■ Data records:

..........

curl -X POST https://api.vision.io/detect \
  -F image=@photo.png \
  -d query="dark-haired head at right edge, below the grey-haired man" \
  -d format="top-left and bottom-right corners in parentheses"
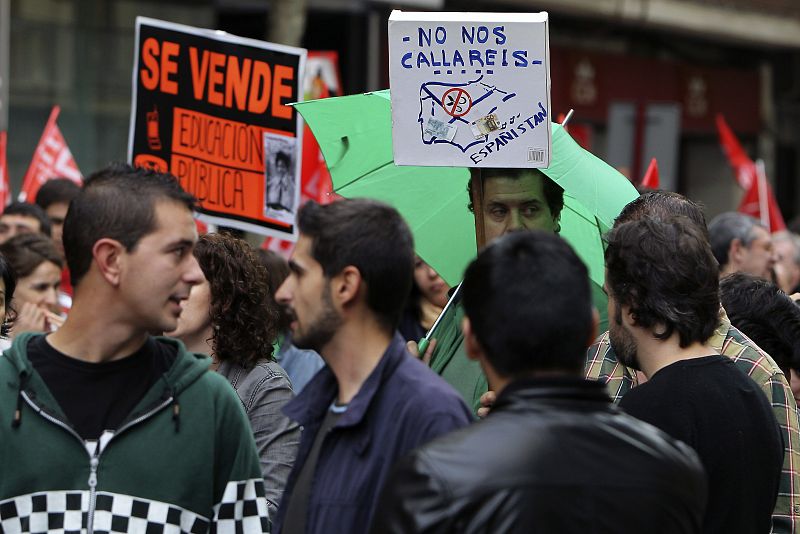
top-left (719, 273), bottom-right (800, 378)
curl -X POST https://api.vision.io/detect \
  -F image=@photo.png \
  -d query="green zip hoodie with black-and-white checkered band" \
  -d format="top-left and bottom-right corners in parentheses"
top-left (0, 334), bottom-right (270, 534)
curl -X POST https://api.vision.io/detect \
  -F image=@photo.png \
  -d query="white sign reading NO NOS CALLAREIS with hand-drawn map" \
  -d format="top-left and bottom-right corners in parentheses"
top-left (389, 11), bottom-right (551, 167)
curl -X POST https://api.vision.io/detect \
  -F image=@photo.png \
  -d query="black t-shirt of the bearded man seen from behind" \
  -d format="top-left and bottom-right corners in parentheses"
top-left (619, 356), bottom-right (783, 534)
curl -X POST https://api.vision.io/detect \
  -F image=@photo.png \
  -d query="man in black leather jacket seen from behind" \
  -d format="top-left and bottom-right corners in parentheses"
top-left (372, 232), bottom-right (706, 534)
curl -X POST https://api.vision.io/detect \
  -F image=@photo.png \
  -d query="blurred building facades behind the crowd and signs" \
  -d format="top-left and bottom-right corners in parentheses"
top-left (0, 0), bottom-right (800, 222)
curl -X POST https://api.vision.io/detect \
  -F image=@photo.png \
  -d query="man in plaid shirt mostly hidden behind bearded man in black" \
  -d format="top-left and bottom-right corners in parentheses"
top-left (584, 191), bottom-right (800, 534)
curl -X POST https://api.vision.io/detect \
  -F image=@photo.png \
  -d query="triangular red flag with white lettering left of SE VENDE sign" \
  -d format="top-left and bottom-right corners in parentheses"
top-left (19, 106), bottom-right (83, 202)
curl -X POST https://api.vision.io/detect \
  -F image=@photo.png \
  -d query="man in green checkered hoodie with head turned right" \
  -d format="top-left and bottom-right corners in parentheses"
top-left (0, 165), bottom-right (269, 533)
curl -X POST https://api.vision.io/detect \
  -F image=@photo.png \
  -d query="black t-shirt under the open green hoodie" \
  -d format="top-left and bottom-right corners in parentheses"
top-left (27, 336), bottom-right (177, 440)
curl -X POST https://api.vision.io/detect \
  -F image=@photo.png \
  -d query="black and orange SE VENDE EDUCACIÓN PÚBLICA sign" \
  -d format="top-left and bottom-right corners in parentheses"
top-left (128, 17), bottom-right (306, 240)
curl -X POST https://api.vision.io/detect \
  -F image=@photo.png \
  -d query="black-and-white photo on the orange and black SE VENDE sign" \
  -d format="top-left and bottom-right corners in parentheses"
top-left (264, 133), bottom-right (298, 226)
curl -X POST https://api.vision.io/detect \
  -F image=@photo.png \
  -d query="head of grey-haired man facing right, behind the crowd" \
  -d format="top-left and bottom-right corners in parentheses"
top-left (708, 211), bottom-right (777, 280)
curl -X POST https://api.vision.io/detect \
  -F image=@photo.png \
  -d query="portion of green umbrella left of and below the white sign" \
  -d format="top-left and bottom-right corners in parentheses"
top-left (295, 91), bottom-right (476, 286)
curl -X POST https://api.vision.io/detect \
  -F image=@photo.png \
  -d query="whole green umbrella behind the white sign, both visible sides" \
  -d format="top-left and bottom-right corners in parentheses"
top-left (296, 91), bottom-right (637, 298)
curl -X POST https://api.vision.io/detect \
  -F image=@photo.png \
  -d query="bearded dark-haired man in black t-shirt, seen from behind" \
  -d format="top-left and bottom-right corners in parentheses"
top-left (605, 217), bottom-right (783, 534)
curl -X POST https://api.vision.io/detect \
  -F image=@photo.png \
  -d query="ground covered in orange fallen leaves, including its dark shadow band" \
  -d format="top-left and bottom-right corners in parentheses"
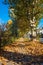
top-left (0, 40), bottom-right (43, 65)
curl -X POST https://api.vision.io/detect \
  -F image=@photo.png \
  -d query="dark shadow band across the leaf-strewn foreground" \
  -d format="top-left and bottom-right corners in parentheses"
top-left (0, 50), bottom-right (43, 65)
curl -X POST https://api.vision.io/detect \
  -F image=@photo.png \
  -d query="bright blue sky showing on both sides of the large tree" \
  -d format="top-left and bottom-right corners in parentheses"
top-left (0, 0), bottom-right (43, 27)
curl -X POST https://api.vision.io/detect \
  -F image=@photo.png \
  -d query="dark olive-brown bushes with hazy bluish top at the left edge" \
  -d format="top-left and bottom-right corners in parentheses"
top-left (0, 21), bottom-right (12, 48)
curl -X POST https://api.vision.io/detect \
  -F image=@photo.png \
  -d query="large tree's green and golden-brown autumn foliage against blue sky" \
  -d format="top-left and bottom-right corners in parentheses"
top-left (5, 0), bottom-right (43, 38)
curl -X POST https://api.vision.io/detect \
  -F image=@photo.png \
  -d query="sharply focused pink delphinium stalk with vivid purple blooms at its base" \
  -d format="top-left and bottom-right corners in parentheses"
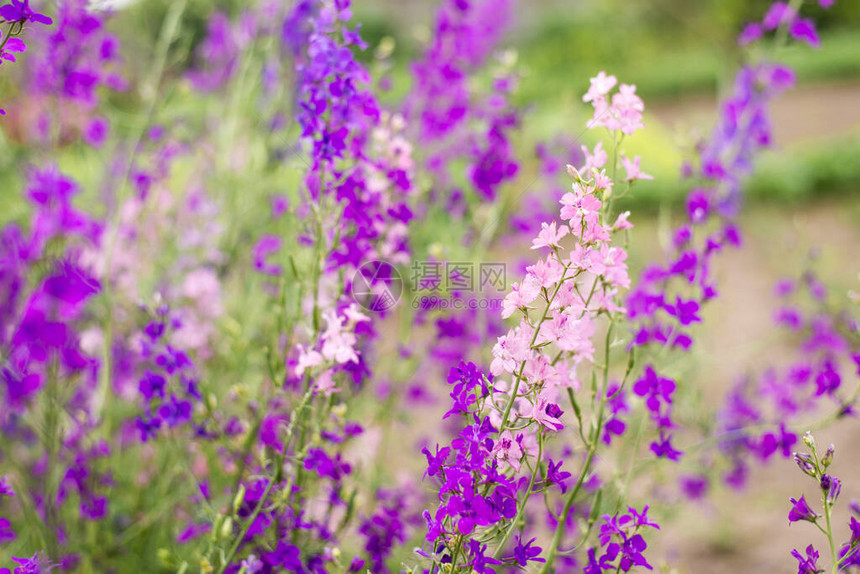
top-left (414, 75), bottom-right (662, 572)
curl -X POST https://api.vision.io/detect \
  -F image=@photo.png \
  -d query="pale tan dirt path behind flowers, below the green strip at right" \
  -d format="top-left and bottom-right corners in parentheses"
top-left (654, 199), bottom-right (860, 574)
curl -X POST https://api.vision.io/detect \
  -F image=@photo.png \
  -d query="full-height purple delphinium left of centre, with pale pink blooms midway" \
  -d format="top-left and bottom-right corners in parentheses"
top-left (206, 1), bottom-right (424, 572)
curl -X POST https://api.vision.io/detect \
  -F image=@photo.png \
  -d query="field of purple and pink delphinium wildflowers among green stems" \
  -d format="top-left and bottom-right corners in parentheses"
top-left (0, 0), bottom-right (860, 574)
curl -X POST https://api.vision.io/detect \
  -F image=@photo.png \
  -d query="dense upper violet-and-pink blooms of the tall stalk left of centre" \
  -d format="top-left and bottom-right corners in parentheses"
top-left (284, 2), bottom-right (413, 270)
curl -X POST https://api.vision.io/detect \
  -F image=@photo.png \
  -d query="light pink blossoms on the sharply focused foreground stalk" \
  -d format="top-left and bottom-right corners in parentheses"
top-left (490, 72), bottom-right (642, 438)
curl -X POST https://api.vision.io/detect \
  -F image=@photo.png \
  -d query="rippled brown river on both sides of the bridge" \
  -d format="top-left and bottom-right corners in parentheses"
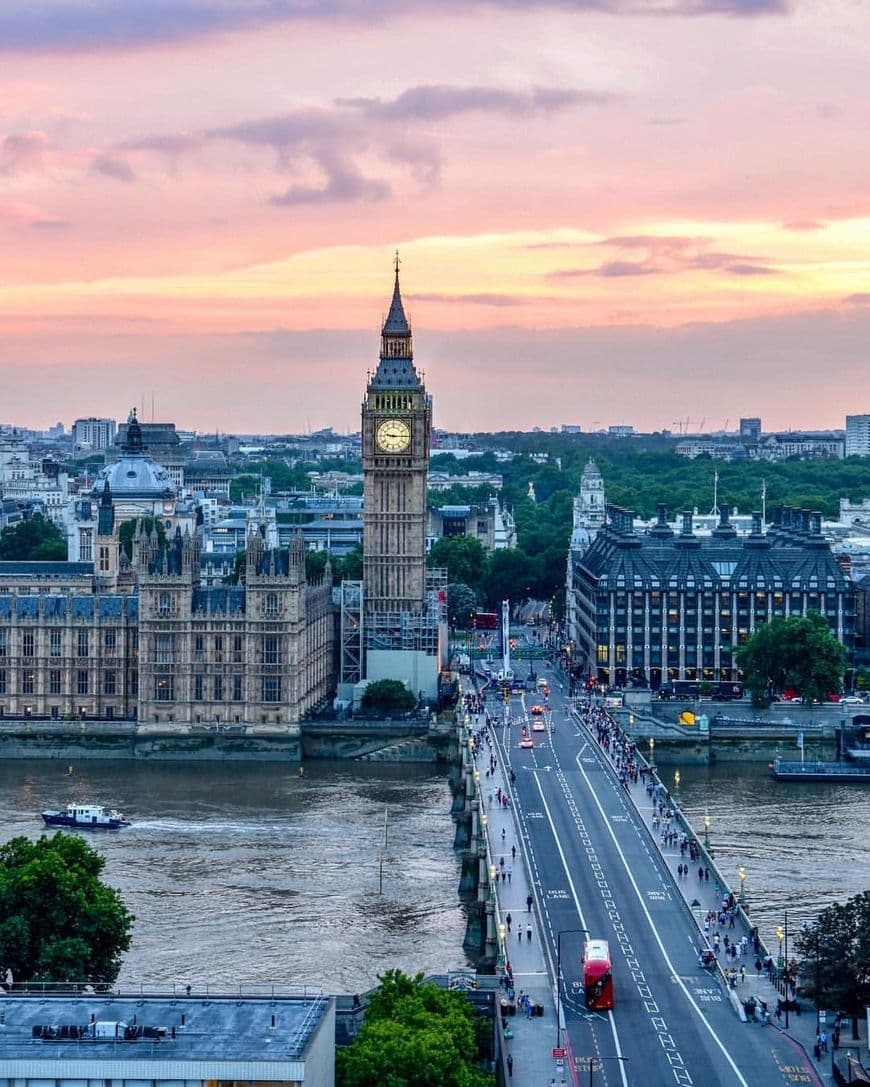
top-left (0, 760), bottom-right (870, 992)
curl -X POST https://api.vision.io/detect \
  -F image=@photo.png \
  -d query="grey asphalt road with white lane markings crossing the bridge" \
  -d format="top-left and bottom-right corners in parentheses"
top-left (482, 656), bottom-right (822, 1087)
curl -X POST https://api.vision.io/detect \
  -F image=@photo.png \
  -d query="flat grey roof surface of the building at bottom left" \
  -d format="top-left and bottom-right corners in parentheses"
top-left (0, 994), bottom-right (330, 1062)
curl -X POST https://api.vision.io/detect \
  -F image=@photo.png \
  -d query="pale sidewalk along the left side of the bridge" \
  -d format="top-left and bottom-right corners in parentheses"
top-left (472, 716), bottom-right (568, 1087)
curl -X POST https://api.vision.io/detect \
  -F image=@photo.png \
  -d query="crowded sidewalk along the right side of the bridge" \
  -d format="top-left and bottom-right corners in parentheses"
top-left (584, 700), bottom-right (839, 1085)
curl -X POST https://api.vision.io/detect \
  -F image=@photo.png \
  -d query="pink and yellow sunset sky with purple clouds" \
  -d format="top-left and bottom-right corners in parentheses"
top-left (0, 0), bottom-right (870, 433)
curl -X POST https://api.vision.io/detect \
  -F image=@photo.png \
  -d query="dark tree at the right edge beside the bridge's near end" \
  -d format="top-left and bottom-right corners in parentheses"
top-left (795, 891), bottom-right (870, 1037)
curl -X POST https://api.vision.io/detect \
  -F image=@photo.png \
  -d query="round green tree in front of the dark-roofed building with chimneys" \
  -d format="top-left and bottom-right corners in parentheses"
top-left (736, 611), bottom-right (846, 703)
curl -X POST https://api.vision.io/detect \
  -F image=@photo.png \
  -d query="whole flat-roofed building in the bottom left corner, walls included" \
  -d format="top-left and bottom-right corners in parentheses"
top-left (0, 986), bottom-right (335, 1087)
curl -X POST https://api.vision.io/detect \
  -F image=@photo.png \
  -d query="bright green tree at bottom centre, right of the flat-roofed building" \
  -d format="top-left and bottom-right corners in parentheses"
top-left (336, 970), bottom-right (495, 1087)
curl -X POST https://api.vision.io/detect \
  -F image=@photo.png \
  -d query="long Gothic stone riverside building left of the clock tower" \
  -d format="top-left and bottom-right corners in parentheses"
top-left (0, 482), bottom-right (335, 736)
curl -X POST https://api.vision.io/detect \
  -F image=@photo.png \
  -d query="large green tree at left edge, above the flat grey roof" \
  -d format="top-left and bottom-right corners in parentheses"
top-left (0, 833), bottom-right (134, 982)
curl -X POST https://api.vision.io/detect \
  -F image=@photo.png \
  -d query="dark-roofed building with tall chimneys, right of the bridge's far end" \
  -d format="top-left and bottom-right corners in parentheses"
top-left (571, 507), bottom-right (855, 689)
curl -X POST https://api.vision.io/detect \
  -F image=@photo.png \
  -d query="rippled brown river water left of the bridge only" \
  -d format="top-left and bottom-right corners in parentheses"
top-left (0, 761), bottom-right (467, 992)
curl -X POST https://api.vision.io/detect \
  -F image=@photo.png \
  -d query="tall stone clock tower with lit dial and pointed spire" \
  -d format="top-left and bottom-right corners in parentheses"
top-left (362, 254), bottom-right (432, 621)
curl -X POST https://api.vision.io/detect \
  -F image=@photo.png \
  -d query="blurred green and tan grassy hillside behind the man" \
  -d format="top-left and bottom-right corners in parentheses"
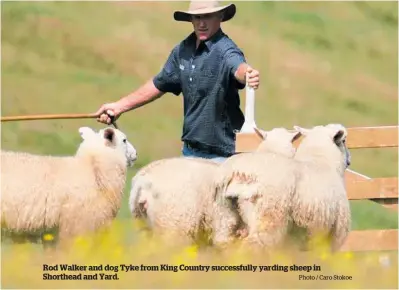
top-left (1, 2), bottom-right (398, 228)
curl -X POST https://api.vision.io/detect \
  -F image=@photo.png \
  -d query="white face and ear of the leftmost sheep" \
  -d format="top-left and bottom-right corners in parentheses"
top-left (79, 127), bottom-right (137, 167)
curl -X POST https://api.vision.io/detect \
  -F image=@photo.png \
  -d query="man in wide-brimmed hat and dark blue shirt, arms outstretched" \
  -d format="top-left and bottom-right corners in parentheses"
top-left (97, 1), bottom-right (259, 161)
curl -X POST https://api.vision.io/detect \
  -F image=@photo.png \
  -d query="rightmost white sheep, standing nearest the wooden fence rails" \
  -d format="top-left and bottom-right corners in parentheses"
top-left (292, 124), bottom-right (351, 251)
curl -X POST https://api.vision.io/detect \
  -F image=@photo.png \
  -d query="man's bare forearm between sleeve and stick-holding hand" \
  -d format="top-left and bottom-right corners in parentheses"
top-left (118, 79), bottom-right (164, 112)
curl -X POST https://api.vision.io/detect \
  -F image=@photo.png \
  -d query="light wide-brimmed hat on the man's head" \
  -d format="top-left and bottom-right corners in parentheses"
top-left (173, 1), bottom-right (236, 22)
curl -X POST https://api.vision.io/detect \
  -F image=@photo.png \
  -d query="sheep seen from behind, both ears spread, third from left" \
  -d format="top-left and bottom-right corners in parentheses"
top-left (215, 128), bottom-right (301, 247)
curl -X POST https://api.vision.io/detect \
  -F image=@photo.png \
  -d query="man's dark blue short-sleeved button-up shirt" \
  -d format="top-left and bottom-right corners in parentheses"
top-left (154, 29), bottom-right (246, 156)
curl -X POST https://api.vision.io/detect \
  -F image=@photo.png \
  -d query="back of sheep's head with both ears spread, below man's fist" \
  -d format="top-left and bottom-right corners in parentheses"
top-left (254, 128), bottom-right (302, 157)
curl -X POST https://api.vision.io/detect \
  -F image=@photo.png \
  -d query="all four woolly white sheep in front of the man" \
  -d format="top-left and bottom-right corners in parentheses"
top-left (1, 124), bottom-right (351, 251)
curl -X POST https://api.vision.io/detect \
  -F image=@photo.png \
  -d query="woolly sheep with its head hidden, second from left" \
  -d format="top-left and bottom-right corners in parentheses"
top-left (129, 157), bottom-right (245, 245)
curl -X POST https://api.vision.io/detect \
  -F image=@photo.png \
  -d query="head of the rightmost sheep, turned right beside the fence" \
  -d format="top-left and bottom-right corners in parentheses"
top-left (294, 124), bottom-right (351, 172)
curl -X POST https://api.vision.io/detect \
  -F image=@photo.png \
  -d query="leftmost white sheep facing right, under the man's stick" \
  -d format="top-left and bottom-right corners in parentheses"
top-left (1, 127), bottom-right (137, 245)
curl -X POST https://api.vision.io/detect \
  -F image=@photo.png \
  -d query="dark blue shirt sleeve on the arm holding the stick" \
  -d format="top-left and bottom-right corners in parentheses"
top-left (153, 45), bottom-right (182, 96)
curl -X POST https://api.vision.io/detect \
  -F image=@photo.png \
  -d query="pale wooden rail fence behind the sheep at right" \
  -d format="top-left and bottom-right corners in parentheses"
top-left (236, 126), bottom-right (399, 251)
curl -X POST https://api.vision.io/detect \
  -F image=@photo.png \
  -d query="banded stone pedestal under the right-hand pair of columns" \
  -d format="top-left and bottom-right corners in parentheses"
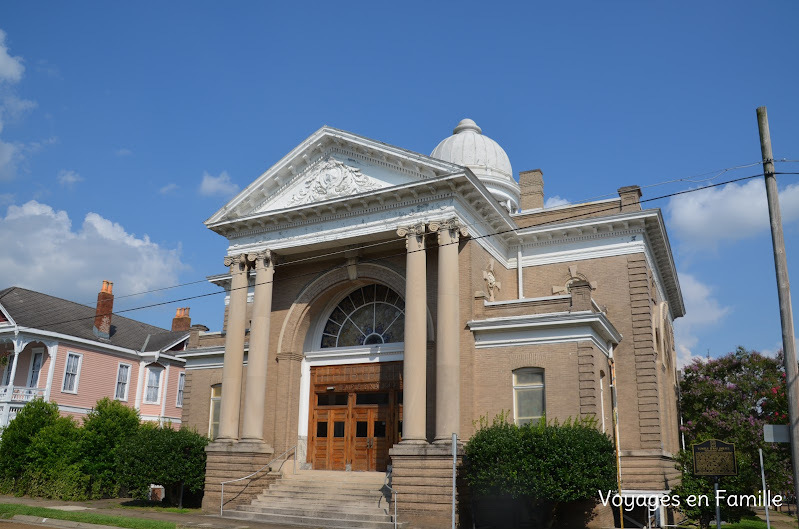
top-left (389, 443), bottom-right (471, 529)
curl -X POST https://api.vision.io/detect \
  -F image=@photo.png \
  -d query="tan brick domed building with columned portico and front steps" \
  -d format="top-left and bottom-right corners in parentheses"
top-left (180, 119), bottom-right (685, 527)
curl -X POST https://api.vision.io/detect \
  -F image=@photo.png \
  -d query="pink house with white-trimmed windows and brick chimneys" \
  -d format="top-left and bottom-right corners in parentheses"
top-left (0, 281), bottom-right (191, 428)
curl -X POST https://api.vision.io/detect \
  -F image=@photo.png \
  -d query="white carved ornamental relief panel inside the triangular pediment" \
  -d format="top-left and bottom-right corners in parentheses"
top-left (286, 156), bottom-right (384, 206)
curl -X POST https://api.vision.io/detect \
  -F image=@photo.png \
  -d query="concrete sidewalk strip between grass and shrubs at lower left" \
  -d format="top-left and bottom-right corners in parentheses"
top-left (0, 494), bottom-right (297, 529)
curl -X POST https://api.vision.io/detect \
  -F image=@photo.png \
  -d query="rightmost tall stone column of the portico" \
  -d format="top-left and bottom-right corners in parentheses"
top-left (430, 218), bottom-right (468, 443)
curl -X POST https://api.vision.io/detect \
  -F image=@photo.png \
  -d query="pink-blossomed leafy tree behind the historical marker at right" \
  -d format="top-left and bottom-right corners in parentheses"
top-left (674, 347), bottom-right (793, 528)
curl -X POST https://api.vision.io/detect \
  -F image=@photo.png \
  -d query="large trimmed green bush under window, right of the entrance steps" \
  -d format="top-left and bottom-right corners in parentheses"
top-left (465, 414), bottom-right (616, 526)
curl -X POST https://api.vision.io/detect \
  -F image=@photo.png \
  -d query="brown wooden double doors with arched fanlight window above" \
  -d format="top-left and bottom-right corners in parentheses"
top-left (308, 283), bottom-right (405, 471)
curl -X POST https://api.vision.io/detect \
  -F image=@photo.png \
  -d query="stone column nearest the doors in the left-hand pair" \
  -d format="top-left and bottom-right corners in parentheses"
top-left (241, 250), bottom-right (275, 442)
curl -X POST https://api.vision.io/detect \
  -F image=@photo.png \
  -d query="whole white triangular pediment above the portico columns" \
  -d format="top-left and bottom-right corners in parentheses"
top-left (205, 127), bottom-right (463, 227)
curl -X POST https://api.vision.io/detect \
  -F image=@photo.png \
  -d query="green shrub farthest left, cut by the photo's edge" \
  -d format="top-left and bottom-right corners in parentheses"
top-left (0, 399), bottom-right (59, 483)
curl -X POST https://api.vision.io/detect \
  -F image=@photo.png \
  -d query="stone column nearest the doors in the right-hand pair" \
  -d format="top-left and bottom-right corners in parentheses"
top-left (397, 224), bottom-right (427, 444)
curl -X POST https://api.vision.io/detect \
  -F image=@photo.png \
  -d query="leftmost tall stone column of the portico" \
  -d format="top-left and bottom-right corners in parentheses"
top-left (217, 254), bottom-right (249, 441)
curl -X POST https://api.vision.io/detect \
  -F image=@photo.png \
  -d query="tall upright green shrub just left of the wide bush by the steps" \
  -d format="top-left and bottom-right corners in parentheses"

..........

■ YOUR INSTRUCTIONS:
Every line in the data above that contains the word "below" should be copied.

■ SOLUTION:
  -d query="dark-haired head at right edge, below the grey-haired man" \
  -d query="portion of green umbrella left of and below the white sign" \
  -d query="pale tan dirt path behind flowers, below the green strip at right" \
  -d query="back of sheep's head with both ears spread, below man's fist" \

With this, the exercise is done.